* BEGIN Record set *
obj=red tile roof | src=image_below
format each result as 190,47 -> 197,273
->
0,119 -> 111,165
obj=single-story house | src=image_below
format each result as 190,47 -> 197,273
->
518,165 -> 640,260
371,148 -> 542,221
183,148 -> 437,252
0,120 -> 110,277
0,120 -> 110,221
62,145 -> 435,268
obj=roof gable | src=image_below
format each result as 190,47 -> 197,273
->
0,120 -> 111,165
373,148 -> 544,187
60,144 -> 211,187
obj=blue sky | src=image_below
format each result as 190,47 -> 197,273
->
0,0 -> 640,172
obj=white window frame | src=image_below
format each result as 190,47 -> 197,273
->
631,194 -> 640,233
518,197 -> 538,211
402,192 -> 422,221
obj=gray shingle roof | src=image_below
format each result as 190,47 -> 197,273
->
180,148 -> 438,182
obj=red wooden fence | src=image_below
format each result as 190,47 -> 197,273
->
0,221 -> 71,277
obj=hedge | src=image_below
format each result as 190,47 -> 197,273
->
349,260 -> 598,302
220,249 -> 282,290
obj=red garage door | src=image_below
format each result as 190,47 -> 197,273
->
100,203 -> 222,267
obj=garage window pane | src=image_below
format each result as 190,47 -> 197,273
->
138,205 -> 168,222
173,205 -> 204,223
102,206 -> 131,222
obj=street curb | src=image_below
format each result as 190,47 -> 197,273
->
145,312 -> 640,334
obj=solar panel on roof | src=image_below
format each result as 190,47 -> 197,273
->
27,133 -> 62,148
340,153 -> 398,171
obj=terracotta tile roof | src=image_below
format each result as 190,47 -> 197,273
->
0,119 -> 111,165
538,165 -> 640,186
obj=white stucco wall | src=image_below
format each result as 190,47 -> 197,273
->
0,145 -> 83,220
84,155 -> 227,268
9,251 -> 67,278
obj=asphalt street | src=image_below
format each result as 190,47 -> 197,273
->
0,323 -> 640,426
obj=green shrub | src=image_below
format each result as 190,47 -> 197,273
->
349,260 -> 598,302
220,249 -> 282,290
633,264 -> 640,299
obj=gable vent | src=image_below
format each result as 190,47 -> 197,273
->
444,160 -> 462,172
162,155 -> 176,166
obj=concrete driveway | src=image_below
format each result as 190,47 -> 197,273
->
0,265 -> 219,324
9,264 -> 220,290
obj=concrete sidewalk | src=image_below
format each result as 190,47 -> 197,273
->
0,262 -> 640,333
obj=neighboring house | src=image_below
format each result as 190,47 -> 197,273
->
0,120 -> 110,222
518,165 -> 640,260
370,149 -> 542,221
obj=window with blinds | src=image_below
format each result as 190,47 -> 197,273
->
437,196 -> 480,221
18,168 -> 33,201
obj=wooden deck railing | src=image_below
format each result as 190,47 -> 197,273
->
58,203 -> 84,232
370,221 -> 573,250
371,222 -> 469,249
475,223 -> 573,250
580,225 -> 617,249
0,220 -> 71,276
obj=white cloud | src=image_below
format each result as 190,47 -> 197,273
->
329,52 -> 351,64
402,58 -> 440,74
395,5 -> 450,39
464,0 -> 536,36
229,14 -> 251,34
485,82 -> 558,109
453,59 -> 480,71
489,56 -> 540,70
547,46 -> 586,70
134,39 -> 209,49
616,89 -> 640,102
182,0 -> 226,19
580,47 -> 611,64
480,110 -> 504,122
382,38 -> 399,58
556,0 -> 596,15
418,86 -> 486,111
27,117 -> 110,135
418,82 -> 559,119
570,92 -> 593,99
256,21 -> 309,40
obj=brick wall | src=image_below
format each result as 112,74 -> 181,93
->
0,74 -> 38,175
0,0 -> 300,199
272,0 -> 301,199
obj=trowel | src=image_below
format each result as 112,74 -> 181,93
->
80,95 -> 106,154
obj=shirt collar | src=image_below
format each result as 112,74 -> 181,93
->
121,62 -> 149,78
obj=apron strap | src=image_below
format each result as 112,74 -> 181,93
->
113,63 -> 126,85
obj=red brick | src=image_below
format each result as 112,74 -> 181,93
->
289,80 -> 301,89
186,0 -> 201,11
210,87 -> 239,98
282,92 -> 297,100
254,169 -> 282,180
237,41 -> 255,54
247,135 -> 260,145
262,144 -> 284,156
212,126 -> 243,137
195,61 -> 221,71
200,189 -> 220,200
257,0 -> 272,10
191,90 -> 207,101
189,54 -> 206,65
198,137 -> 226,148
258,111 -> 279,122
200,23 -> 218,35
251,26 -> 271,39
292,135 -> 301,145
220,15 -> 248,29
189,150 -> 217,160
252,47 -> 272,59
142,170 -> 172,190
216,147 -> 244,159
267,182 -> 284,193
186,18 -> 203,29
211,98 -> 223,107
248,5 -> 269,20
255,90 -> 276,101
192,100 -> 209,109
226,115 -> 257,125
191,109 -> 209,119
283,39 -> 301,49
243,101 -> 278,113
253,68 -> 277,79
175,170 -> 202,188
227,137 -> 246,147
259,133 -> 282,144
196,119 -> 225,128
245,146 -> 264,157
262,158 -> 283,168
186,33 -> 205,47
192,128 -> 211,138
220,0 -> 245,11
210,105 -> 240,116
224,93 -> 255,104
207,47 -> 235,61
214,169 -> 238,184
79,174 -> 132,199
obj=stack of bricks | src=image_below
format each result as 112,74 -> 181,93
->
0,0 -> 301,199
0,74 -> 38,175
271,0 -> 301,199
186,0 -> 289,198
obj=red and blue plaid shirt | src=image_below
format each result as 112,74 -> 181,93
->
* END Record set *
[Given instruction]:
Reproduce every one of the rows above verbatim, without changing, omitting, or reordering anything.

[Expected answer]:
obj=red tile roof | src=image_below
format each result as 190,47 -> 197,273
->
0,119 -> 111,165
obj=single-story house | src=image_below
format each result as 190,47 -> 197,273
->
518,165 -> 640,260
371,148 -> 542,221
183,148 -> 437,252
0,120 -> 110,277
0,120 -> 110,221
62,145 -> 435,268
obj=roof gable | src=image_below
format each result as 190,47 -> 197,273
->
0,120 -> 111,165
373,148 -> 544,187
60,144 -> 211,187
obj=blue sky | src=image_below
format each result as 190,47 -> 197,273
->
0,0 -> 640,172
obj=white window frame | src=image_below
format each result as 190,47 -> 197,273
->
631,194 -> 640,233
518,197 -> 538,211
402,192 -> 422,221
obj=gray shingle roof | src=image_below
format each result as 190,47 -> 197,273
->
180,148 -> 438,182
obj=red wooden fence | src=image_below
format each result as 190,47 -> 197,273
->
0,221 -> 71,277
obj=hedge | src=image_below
format each result as 190,47 -> 197,273
->
349,260 -> 598,302
220,249 -> 282,290
obj=red garage door | src=image_below
format each result as 190,47 -> 197,273
->
100,203 -> 222,267
obj=garage window pane | src=image_below
format each result as 190,47 -> 197,273
->
138,205 -> 168,222
173,205 -> 204,223
102,206 -> 131,222
obj=street curb | src=image_below
format each result as 190,47 -> 197,273
->
145,312 -> 640,334
obj=solar panel on roof | src=image_below
format each result as 190,47 -> 197,273
->
27,133 -> 62,148
340,153 -> 398,171
obj=terracotta tile roof | src=image_below
format each result as 190,47 -> 197,273
->
0,119 -> 111,165
538,165 -> 640,186
obj=white stucco wall | src=image_below
format each result as 190,47 -> 197,273
->
0,145 -> 83,220
84,155 -> 227,268
9,251 -> 67,278
obj=asphalt street | src=image_below
format each result as 190,47 -> 197,273
->
0,323 -> 640,426
obj=green shrub | src=image_below
format each result as 190,47 -> 197,273
->
349,260 -> 598,302
220,249 -> 282,290
633,264 -> 640,299
obj=gable vent | src=image_below
format each result as 190,47 -> 197,273
->
444,160 -> 462,172
162,155 -> 176,166
obj=concrete driveway | src=image_below
format each result as 190,47 -> 197,273
->
0,265 -> 219,324
9,264 -> 220,290
obj=concrete sidewalk | src=image_below
format each result as 190,47 -> 197,273
->
0,262 -> 640,333
obj=neighboring house | src=image_below
format each result as 190,47 -> 197,273
->
0,120 -> 110,222
518,165 -> 640,260
370,149 -> 542,221
obj=window with blinds | src=image_below
format each result as 190,47 -> 197,273
->
437,196 -> 480,221
18,168 -> 33,201
obj=wooden deck railing | src=image_below
format each result as 190,47 -> 197,273
->
58,203 -> 84,232
370,221 -> 573,250
371,222 -> 469,249
475,223 -> 573,250
580,225 -> 617,249
0,220 -> 71,276
obj=white cloud | src=image_below
format each result as 190,47 -> 197,273
->
329,52 -> 351,64
402,58 -> 440,74
395,5 -> 450,39
464,0 -> 536,36
229,14 -> 251,34
485,82 -> 558,109
453,59 -> 480,71
489,56 -> 540,70
547,46 -> 586,70
134,39 -> 209,49
616,89 -> 640,102
182,0 -> 226,19
580,47 -> 611,64
480,110 -> 504,122
382,38 -> 399,58
556,0 -> 596,15
418,86 -> 486,111
27,117 -> 110,135
418,82 -> 559,119
570,92 -> 593,99
256,21 -> 309,40
obj=brick wall | src=image_below
format each result as 112,74 -> 181,93
->
0,74 -> 38,175
0,0 -> 300,199
272,0 -> 301,199
obj=trowel | src=image_below
format each result as 112,74 -> 181,93
->
80,95 -> 106,154
obj=shirt collar | src=image_below
format each result as 112,74 -> 181,93
->
121,62 -> 149,78
obj=apron strap | src=image_below
format each result as 112,74 -> 181,93
->
113,63 -> 126,85
obj=red brick | src=image_below
format each result as 112,74 -> 181,93
->
289,80 -> 301,89
186,0 -> 201,11
210,87 -> 239,98
282,92 -> 297,100
254,169 -> 282,180
237,41 -> 255,54
247,135 -> 260,145
262,144 -> 284,156
212,126 -> 243,137
195,61 -> 221,71
200,189 -> 220,200
257,0 -> 272,10
191,90 -> 207,101
189,54 -> 206,65
198,137 -> 226,148
258,111 -> 279,122
200,23 -> 218,35
251,26 -> 271,39
292,135 -> 301,145
220,15 -> 248,29
189,150 -> 217,160
252,47 -> 272,59
142,170 -> 172,190
216,147 -> 244,159
267,182 -> 284,193
186,18 -> 203,29
211,98 -> 223,107
248,5 -> 269,20
255,90 -> 276,101
192,100 -> 209,109
226,115 -> 257,125
191,109 -> 209,119
283,39 -> 301,49
243,101 -> 278,113
253,68 -> 277,79
175,170 -> 202,188
227,137 -> 246,147
259,133 -> 282,144
196,119 -> 225,128
245,146 -> 264,157
262,158 -> 283,168
186,33 -> 205,47
192,128 -> 211,138
220,0 -> 245,11
210,105 -> 240,116
224,93 -> 255,104
207,47 -> 235,61
214,169 -> 238,184
79,174 -> 132,199
obj=stack of bricks | src=image_below
format each result as 112,74 -> 181,93
->
0,0 -> 301,199
0,74 -> 38,175
271,0 -> 301,199
186,0 -> 289,198
obj=red and blue plaid shirt | src=image_below
format each result as 112,74 -> 181,93
->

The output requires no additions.